• [Excerpt from a dataset]
+ + + + +

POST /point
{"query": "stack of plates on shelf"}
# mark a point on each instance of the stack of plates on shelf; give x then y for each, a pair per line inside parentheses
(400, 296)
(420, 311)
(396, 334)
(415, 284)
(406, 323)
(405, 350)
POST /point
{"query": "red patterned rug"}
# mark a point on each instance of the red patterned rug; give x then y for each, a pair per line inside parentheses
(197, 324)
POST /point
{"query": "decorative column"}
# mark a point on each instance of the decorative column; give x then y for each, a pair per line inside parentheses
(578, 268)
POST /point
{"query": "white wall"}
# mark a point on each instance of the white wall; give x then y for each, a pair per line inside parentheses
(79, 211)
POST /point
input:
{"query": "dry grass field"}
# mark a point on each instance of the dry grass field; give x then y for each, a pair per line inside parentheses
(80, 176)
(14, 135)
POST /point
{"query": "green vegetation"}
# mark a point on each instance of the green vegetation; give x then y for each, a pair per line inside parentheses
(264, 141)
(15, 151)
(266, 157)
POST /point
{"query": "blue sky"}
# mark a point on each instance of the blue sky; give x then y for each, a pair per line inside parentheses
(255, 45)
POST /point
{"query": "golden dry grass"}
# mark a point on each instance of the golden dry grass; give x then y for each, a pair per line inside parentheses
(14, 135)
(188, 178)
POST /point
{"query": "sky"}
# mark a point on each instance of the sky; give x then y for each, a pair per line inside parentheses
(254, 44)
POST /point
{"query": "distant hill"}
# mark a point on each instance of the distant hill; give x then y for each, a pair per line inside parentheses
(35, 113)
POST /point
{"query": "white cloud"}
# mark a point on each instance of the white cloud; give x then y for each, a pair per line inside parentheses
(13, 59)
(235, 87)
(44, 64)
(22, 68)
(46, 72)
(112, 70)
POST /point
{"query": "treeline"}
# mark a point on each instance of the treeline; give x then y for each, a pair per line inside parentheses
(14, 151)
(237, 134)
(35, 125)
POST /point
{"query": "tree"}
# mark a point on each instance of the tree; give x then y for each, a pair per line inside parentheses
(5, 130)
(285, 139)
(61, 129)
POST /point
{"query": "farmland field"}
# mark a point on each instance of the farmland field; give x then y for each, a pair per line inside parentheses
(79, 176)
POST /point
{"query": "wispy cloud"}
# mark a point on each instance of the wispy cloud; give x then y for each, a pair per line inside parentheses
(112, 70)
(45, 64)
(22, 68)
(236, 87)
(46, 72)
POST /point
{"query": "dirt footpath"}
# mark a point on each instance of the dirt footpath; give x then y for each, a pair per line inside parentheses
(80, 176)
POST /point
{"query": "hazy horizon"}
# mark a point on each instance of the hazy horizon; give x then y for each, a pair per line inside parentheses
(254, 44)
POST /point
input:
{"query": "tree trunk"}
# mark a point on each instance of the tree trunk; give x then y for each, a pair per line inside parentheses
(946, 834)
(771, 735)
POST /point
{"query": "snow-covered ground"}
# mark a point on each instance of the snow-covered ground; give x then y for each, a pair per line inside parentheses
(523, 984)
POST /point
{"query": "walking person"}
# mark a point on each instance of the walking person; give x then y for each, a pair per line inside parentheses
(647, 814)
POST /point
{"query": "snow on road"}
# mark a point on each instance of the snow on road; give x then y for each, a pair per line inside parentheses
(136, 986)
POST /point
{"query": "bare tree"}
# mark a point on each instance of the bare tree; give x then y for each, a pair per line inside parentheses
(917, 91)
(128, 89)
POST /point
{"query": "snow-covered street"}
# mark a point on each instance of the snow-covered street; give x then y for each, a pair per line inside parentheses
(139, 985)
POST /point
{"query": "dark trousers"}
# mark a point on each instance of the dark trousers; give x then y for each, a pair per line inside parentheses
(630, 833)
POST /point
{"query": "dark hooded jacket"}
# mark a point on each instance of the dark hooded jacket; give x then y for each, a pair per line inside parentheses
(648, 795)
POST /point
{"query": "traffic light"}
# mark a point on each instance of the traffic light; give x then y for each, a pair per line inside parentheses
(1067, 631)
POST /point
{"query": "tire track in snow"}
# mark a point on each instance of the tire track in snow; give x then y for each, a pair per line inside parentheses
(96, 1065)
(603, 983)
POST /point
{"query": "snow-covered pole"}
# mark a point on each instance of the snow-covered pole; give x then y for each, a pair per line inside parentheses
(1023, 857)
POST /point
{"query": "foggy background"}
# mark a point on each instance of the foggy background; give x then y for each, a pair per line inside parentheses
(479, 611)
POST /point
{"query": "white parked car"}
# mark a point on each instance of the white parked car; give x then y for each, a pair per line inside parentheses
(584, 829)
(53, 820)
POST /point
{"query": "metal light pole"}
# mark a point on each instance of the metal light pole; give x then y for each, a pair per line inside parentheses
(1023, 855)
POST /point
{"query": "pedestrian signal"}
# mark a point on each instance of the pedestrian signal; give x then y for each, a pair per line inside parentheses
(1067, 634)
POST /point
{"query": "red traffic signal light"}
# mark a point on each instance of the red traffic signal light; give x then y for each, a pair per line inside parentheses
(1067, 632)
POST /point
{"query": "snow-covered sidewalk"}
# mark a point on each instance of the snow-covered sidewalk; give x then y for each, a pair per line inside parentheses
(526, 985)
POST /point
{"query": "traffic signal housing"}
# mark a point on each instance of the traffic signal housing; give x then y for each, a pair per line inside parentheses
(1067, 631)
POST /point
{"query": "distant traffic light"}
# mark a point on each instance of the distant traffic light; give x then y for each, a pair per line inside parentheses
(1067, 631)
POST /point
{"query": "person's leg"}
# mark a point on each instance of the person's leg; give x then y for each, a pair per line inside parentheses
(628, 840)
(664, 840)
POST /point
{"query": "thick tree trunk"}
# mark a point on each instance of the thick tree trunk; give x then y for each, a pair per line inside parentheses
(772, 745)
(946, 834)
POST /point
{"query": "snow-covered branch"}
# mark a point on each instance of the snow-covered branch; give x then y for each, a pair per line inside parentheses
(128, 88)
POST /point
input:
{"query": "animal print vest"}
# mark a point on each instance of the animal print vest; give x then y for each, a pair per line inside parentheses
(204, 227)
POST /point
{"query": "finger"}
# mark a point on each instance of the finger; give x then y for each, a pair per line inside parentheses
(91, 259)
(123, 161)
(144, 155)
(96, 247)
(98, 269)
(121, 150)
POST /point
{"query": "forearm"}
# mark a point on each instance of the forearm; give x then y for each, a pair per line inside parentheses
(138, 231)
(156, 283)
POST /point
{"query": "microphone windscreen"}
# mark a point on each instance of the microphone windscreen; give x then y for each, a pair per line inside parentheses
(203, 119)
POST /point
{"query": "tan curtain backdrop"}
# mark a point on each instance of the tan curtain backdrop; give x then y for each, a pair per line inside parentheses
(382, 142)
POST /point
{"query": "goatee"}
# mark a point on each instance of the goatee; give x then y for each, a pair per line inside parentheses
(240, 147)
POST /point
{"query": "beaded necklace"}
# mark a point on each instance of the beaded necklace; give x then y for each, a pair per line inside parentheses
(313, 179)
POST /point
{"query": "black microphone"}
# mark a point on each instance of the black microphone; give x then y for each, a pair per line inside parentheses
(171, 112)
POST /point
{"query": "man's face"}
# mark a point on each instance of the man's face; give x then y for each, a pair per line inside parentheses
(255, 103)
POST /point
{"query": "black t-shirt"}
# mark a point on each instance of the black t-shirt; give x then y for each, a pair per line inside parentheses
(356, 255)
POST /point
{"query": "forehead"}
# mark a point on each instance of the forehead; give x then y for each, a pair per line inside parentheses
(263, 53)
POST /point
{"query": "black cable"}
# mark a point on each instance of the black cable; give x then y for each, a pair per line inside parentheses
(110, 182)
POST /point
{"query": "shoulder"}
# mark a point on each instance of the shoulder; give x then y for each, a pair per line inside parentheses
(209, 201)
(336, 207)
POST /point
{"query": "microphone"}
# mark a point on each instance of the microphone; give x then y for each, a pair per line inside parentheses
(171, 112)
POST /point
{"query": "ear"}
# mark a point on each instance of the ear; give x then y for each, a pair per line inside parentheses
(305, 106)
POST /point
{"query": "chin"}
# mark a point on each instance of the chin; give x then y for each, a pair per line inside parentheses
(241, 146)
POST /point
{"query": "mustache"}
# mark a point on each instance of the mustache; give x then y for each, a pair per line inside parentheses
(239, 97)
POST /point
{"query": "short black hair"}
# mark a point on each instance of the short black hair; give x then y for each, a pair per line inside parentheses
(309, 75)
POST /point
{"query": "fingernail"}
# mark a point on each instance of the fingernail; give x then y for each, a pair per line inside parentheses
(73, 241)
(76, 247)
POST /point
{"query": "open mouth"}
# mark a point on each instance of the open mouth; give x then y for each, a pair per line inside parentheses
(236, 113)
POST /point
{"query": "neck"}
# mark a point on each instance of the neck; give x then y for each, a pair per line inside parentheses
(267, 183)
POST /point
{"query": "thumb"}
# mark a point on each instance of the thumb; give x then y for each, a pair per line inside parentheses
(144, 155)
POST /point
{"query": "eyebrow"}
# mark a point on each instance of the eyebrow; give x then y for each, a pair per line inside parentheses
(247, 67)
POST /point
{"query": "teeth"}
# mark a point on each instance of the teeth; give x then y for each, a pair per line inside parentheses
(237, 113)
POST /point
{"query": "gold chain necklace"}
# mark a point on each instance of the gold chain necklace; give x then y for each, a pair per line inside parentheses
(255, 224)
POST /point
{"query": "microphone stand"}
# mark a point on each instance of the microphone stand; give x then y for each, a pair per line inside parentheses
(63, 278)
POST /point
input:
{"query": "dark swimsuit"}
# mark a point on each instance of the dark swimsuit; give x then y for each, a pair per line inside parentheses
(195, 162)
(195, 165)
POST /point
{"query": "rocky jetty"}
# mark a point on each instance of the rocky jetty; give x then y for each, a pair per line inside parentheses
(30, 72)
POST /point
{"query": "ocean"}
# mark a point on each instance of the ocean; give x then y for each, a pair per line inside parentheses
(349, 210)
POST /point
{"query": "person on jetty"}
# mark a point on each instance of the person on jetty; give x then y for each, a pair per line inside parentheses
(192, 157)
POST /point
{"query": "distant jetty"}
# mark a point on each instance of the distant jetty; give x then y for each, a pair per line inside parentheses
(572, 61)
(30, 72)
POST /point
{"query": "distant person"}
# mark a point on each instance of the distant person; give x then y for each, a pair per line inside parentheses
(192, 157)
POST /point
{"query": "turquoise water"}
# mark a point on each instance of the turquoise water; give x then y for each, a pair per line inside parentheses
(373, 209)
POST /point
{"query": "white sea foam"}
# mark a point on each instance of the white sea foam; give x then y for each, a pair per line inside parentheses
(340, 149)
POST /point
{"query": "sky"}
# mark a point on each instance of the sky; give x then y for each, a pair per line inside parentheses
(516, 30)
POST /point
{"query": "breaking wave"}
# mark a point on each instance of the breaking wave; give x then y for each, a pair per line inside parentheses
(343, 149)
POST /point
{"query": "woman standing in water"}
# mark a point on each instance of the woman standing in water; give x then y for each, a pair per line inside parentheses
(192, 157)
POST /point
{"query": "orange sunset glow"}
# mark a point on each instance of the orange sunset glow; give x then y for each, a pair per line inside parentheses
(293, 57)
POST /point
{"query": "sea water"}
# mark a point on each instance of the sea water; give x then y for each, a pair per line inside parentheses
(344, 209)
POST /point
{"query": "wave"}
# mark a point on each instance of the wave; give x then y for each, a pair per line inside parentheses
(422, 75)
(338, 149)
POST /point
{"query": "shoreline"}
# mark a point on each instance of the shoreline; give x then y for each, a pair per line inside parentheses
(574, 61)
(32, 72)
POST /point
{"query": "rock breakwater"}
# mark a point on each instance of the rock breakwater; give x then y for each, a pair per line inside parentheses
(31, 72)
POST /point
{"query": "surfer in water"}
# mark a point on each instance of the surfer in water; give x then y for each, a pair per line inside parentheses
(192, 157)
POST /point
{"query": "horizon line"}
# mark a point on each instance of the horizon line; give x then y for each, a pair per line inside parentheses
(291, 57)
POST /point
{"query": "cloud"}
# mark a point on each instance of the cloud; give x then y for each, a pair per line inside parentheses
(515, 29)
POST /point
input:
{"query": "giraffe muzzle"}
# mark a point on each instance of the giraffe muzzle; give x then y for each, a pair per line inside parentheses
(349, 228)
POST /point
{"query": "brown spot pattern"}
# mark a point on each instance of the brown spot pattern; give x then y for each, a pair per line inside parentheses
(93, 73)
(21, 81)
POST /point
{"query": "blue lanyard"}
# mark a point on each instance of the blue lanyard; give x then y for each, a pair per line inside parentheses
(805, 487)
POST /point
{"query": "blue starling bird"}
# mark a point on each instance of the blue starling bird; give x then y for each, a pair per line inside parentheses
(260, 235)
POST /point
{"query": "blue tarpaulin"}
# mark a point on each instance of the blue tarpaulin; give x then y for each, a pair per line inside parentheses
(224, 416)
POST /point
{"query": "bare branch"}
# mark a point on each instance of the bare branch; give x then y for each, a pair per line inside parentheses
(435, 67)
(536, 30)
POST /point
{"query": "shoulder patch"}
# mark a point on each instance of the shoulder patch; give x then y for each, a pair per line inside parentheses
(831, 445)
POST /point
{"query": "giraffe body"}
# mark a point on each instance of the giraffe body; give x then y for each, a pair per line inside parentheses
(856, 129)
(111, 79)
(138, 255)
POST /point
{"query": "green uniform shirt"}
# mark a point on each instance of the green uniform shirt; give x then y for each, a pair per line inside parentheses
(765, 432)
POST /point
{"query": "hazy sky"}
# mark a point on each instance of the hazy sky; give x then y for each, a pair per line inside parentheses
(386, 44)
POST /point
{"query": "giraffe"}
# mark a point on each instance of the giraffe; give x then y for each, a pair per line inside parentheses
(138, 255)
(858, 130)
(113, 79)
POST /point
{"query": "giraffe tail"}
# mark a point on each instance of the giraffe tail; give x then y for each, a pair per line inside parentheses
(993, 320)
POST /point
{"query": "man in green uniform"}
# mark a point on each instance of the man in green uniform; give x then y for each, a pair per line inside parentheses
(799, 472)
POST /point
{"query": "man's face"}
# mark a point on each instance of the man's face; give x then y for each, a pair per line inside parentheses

+ + + + +

• [What you need to do] Count the lines of the records above that contain the string "pedestrian". Give only the number.

• [Final result] 2